__Instructions for the task__. Turn every line of the items below into a numbered list, omitting any blank lines.

** Start Stored records **

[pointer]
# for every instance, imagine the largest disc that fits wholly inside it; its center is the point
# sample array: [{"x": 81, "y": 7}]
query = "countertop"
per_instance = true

** End Stored records **

__Reply__.
1. [pointer]
2. # for every instance, imagine the largest disc that fits wholly inside it; its center is the point
3. # sample array: [{"x": 81, "y": 7}]
4. query = "countertop"
5. per_instance = true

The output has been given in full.